• GOAL
Turn the records below into a Markdown table with the columns "Row" and "Line," giving each line a row number and leaving out any blank lines.

Object point labels:
|---|

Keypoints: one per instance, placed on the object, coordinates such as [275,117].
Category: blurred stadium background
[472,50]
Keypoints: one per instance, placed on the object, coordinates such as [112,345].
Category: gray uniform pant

|---|

• ANSWER TO THIS TASK
| Row | Line |
|---|---|
| 1 | Keypoints: one per instance, placed on the object, coordinates such as [275,117]. |
| 2 | Category: blurred stadium background |
| 3 | [472,50] |
| 4 | Keypoints: one per instance, placed on the object, coordinates such as [112,345]. |
| 5 | Category: gray uniform pant |